* [WHAT YOU NEED TO DO] Render the lines of the records from the one containing "of the shallow" through the one containing "point(113, 100)", inclusive, as a numbered list with blank lines omitted. Include only those lines.
··········
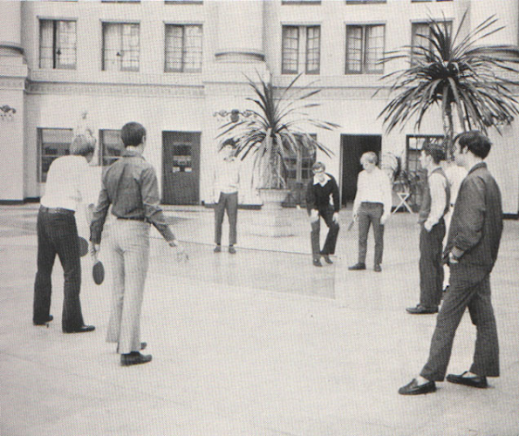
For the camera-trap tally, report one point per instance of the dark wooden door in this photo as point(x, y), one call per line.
point(181, 167)
point(352, 148)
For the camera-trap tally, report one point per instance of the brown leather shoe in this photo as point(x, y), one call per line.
point(134, 358)
point(82, 329)
point(357, 267)
point(421, 310)
point(46, 322)
point(413, 388)
point(478, 381)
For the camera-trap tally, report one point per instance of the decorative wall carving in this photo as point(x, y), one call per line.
point(111, 89)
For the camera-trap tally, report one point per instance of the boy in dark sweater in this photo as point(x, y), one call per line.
point(319, 190)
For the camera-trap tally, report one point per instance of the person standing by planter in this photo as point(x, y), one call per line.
point(323, 190)
point(471, 252)
point(57, 235)
point(372, 206)
point(435, 204)
point(226, 183)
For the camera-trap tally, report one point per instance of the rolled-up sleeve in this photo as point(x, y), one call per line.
point(150, 199)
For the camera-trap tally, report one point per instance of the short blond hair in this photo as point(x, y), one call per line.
point(82, 145)
point(369, 156)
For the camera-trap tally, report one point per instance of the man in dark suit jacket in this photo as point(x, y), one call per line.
point(471, 252)
point(321, 190)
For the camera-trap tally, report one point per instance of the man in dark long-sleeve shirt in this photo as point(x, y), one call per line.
point(130, 186)
point(319, 190)
point(472, 247)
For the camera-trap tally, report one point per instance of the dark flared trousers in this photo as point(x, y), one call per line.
point(229, 203)
point(469, 287)
point(57, 235)
point(331, 237)
point(370, 214)
point(431, 268)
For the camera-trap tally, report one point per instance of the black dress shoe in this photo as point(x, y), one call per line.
point(82, 329)
point(327, 259)
point(421, 310)
point(357, 267)
point(49, 319)
point(413, 388)
point(143, 347)
point(134, 358)
point(478, 381)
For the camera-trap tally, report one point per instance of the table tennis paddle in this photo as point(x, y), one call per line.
point(98, 270)
point(83, 246)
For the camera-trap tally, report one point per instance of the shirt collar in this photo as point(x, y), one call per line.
point(131, 153)
point(326, 178)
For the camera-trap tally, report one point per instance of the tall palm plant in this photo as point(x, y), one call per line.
point(454, 72)
point(276, 129)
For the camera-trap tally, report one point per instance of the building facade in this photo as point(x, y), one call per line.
point(181, 67)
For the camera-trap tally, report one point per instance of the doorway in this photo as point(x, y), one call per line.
point(352, 148)
point(180, 167)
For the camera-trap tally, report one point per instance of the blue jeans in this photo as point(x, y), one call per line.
point(128, 248)
point(370, 213)
point(57, 235)
point(431, 268)
point(229, 203)
point(331, 237)
point(469, 288)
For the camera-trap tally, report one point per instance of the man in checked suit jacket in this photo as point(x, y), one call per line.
point(471, 251)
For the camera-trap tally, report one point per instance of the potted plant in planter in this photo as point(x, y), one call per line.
point(275, 131)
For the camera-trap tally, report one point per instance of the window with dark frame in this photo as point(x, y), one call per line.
point(301, 49)
point(121, 46)
point(183, 48)
point(365, 48)
point(299, 173)
point(52, 143)
point(58, 40)
point(110, 146)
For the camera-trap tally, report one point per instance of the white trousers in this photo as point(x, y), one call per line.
point(128, 248)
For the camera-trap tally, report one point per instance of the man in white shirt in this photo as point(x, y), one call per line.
point(226, 183)
point(57, 235)
point(372, 206)
point(435, 204)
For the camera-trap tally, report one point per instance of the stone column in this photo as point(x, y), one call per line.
point(13, 74)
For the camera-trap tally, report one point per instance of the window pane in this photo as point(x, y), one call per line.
point(354, 49)
point(374, 48)
point(46, 44)
point(313, 45)
point(290, 58)
point(53, 144)
point(111, 46)
point(66, 44)
point(174, 47)
point(193, 49)
point(130, 47)
point(111, 146)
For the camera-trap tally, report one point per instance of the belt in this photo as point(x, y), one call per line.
point(59, 210)
point(130, 218)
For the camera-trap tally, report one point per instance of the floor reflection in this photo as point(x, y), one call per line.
point(257, 269)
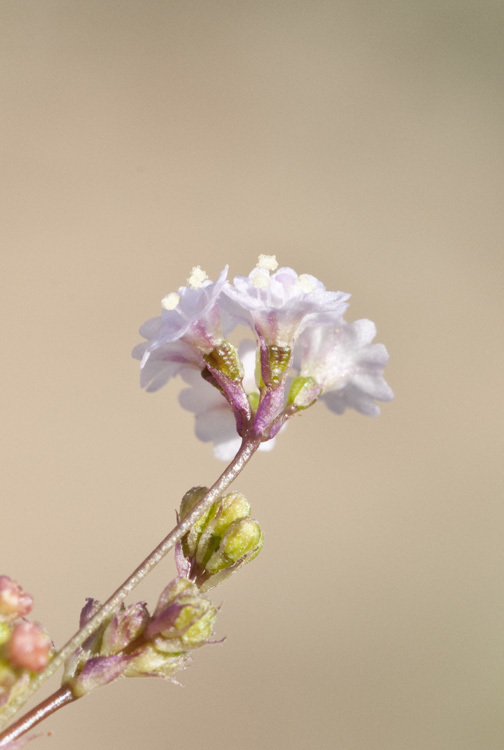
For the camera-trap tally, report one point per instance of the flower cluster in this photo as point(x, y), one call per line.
point(25, 648)
point(303, 350)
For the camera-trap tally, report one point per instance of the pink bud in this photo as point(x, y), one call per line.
point(14, 602)
point(29, 647)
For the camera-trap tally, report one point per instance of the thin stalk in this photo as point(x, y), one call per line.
point(246, 451)
point(57, 700)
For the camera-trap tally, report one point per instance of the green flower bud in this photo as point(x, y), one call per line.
point(242, 542)
point(225, 359)
point(189, 501)
point(275, 361)
point(225, 511)
point(303, 392)
point(149, 662)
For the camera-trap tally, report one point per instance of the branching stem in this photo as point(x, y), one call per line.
point(247, 449)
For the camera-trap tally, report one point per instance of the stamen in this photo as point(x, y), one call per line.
point(259, 280)
point(171, 301)
point(197, 277)
point(267, 262)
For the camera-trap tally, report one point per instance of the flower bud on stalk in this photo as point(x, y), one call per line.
point(223, 540)
point(134, 644)
point(14, 602)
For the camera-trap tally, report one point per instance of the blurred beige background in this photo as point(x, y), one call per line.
point(361, 142)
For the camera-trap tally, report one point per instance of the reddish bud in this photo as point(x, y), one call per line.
point(29, 647)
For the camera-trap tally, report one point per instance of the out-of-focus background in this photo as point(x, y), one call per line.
point(360, 142)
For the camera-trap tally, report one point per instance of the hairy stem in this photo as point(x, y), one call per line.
point(247, 449)
point(60, 698)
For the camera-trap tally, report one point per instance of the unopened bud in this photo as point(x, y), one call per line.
point(149, 662)
point(275, 361)
point(227, 539)
point(303, 392)
point(225, 359)
point(29, 646)
point(241, 543)
point(126, 625)
point(183, 619)
point(98, 671)
point(14, 602)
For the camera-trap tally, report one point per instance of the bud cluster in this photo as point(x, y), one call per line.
point(135, 643)
point(220, 542)
point(25, 648)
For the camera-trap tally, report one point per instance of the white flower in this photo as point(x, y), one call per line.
point(214, 419)
point(189, 326)
point(347, 367)
point(279, 306)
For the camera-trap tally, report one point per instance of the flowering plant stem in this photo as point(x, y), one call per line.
point(248, 447)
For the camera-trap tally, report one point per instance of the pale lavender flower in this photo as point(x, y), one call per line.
point(188, 328)
point(278, 307)
point(347, 369)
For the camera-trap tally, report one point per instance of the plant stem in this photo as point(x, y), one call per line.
point(60, 698)
point(246, 451)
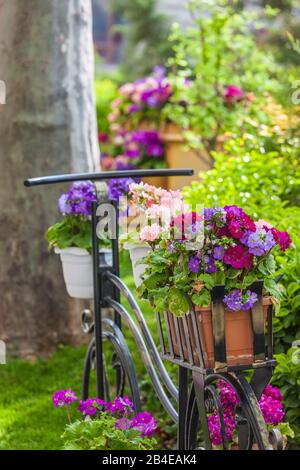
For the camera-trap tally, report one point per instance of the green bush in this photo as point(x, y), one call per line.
point(216, 52)
point(102, 434)
point(266, 184)
point(106, 91)
point(287, 377)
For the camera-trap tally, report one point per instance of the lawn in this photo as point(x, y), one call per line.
point(28, 419)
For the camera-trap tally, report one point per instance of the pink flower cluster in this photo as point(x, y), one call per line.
point(121, 407)
point(234, 94)
point(64, 398)
point(158, 206)
point(152, 91)
point(270, 404)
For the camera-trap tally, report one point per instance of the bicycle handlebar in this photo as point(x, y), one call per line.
point(106, 175)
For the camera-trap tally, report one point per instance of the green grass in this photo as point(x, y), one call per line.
point(28, 419)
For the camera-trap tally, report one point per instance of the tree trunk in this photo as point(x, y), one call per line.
point(47, 126)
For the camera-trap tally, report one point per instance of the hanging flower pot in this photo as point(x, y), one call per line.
point(238, 335)
point(77, 265)
point(137, 252)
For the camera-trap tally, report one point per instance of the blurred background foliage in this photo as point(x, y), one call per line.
point(258, 168)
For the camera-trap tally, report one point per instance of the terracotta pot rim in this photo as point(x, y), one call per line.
point(267, 300)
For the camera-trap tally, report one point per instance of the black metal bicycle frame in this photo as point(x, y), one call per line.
point(191, 400)
point(101, 285)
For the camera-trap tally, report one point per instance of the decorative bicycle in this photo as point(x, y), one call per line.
point(197, 394)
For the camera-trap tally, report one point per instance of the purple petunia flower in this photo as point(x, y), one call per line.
point(145, 423)
point(91, 406)
point(194, 264)
point(258, 242)
point(78, 200)
point(123, 424)
point(211, 267)
point(218, 253)
point(235, 301)
point(118, 187)
point(64, 397)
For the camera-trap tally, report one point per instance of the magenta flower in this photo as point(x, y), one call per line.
point(282, 239)
point(272, 410)
point(194, 264)
point(233, 94)
point(259, 242)
point(270, 405)
point(273, 392)
point(210, 266)
point(215, 428)
point(78, 200)
point(64, 397)
point(144, 423)
point(238, 257)
point(91, 406)
point(123, 424)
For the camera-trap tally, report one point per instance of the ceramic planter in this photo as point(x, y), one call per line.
point(238, 335)
point(77, 267)
point(137, 252)
point(178, 156)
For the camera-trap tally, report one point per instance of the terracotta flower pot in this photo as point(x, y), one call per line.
point(238, 335)
point(178, 156)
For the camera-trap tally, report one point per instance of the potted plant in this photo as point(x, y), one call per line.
point(217, 246)
point(150, 209)
point(71, 239)
point(218, 77)
point(105, 425)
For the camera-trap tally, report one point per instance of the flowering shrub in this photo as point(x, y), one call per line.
point(152, 208)
point(218, 74)
point(132, 141)
point(270, 404)
point(106, 425)
point(140, 99)
point(75, 228)
point(217, 246)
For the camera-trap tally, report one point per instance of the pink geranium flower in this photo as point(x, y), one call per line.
point(151, 233)
point(238, 257)
point(233, 94)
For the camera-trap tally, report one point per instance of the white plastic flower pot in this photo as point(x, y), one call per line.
point(77, 264)
point(137, 252)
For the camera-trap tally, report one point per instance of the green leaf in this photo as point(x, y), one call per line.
point(178, 302)
point(202, 299)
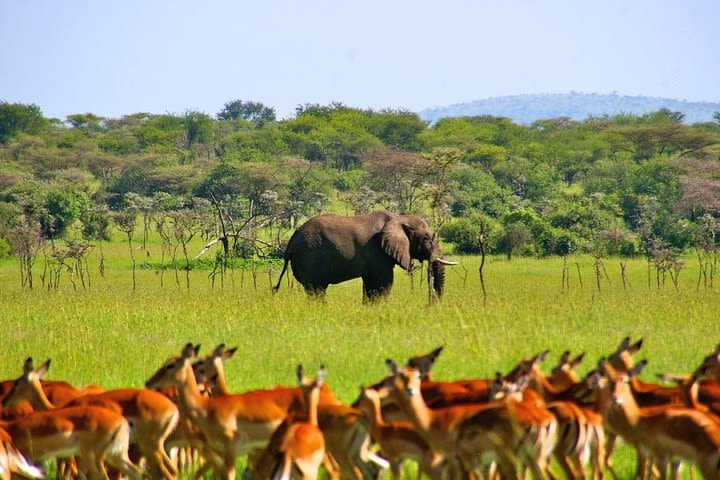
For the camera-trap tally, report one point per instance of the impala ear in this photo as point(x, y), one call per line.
point(425, 362)
point(320, 376)
point(396, 243)
point(28, 366)
point(577, 360)
point(540, 357)
point(190, 351)
point(42, 369)
point(635, 347)
point(393, 366)
point(638, 368)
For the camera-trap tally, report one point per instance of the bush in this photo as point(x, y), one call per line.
point(4, 249)
point(464, 233)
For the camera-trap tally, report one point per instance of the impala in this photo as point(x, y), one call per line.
point(663, 434)
point(347, 438)
point(398, 440)
point(13, 462)
point(298, 443)
point(230, 424)
point(95, 435)
point(463, 434)
point(152, 415)
point(581, 428)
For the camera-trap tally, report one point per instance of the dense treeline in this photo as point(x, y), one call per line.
point(621, 185)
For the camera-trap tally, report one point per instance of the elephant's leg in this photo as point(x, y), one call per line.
point(316, 291)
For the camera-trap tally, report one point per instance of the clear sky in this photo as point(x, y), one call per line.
point(118, 57)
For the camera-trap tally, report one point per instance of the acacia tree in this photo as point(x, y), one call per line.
point(126, 221)
point(254, 112)
point(398, 178)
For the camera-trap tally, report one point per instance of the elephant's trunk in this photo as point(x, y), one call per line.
point(438, 272)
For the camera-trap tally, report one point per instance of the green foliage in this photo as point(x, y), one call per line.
point(199, 127)
point(464, 233)
point(261, 145)
point(4, 249)
point(396, 128)
point(61, 209)
point(20, 118)
point(254, 112)
point(581, 185)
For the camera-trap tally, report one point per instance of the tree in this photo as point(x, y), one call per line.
point(86, 121)
point(17, 117)
point(398, 178)
point(254, 112)
point(515, 237)
point(198, 128)
point(62, 208)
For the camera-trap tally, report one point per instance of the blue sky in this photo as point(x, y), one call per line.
point(119, 57)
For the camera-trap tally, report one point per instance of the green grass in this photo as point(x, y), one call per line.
point(112, 336)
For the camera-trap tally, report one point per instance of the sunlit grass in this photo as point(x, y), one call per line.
point(112, 336)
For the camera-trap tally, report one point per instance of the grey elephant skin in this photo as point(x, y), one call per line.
point(329, 249)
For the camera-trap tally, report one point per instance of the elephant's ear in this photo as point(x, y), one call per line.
point(396, 243)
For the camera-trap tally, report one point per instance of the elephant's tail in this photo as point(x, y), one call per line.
point(277, 287)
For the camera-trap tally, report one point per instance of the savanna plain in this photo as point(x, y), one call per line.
point(110, 335)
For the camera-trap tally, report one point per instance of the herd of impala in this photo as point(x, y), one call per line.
point(503, 427)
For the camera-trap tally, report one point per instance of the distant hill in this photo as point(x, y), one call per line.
point(529, 108)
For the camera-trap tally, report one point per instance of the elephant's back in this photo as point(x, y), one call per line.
point(329, 249)
point(339, 231)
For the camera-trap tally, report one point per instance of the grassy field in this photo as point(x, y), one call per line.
point(112, 336)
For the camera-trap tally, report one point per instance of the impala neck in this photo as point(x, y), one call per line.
point(416, 409)
point(376, 419)
point(191, 401)
point(543, 385)
point(312, 403)
point(220, 388)
point(39, 400)
point(620, 416)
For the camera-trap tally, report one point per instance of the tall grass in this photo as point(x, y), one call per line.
point(112, 336)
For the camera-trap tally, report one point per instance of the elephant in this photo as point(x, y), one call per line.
point(330, 249)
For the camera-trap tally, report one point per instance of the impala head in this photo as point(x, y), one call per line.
point(613, 385)
point(563, 374)
point(409, 237)
point(711, 366)
point(208, 368)
point(310, 388)
point(621, 359)
point(173, 372)
point(527, 366)
point(425, 362)
point(370, 400)
point(405, 381)
point(27, 386)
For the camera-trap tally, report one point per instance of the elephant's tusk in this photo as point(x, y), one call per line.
point(445, 262)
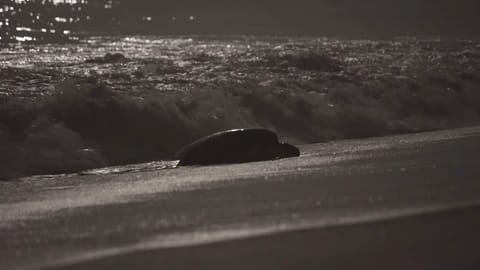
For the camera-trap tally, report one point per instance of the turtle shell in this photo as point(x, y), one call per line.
point(235, 146)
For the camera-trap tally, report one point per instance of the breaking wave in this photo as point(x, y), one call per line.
point(86, 122)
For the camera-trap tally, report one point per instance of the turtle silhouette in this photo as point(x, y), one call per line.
point(236, 146)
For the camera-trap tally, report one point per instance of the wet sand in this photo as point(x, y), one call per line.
point(448, 239)
point(361, 203)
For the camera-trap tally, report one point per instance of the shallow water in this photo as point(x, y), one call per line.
point(70, 107)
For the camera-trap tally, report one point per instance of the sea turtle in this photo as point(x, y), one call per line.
point(236, 146)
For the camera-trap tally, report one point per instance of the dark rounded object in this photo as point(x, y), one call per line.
point(236, 146)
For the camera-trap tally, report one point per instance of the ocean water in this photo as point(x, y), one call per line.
point(106, 101)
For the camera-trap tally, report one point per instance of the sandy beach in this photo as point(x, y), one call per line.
point(398, 202)
point(448, 239)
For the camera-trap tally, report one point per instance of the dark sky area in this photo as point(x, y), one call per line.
point(309, 17)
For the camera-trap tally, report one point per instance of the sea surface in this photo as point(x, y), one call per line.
point(113, 100)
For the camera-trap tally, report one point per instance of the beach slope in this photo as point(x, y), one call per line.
point(398, 202)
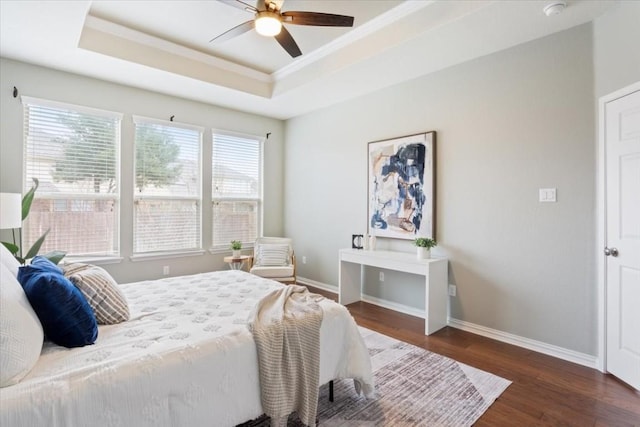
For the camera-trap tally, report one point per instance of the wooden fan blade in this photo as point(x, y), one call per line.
point(235, 31)
point(318, 19)
point(239, 4)
point(287, 42)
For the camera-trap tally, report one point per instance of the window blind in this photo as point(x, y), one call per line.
point(167, 194)
point(236, 188)
point(73, 153)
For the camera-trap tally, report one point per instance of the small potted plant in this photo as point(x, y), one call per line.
point(424, 245)
point(236, 246)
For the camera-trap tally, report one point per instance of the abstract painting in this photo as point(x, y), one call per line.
point(402, 187)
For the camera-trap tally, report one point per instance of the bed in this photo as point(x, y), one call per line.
point(185, 357)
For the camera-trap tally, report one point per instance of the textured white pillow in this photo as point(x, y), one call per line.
point(273, 255)
point(101, 291)
point(21, 334)
point(9, 260)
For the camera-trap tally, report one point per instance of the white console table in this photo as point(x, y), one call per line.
point(353, 261)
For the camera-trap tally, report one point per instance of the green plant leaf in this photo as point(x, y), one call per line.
point(28, 199)
point(36, 246)
point(55, 256)
point(12, 248)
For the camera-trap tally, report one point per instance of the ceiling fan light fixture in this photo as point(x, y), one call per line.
point(268, 24)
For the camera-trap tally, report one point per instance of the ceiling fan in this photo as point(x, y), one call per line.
point(269, 18)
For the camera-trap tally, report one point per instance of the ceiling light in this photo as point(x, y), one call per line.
point(268, 23)
point(554, 8)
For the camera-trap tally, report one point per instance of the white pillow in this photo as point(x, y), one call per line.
point(273, 255)
point(21, 334)
point(101, 292)
point(9, 260)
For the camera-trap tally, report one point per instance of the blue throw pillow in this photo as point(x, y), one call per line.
point(66, 317)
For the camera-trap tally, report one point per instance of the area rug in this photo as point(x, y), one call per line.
point(414, 387)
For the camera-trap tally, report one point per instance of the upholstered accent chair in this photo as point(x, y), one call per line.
point(273, 258)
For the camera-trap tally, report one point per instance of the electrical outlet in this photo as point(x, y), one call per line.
point(453, 290)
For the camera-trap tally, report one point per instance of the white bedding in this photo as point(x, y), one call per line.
point(186, 358)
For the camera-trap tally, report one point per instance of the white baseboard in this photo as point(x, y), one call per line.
point(538, 346)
··········
* [ANSWER TO THIS PROBLEM]
1. For the camera-trap tally, report one point per instance of the shallow water in this photo as point(x, y), one call per line.
2. point(70, 107)
3. For the camera-trap tally, report one point per instance of the sea turtle in this photo as point(x, y), one call per line.
4. point(236, 146)
5. For the camera-trap tally, report one point per instance of the dark rounded object in this photo as point(x, y), one call per line.
6. point(236, 146)
7. For the camera-trap tally, report one point per instance of the ocean water in this photo as point(x, y), one call per line.
8. point(106, 101)
9. For the camera-trap tally, report one point per instance of the sandy beach in this photo as point(x, y), one call per line.
10. point(398, 202)
11. point(448, 239)
12. For the camera-trap tally, report one point per instance of the dark sky area in this photo as point(x, y), one call per line.
13. point(309, 17)
14. For the camera-trap tally, report one point per instance of the sea surface in this photo as point(x, y), one call per line.
15. point(113, 100)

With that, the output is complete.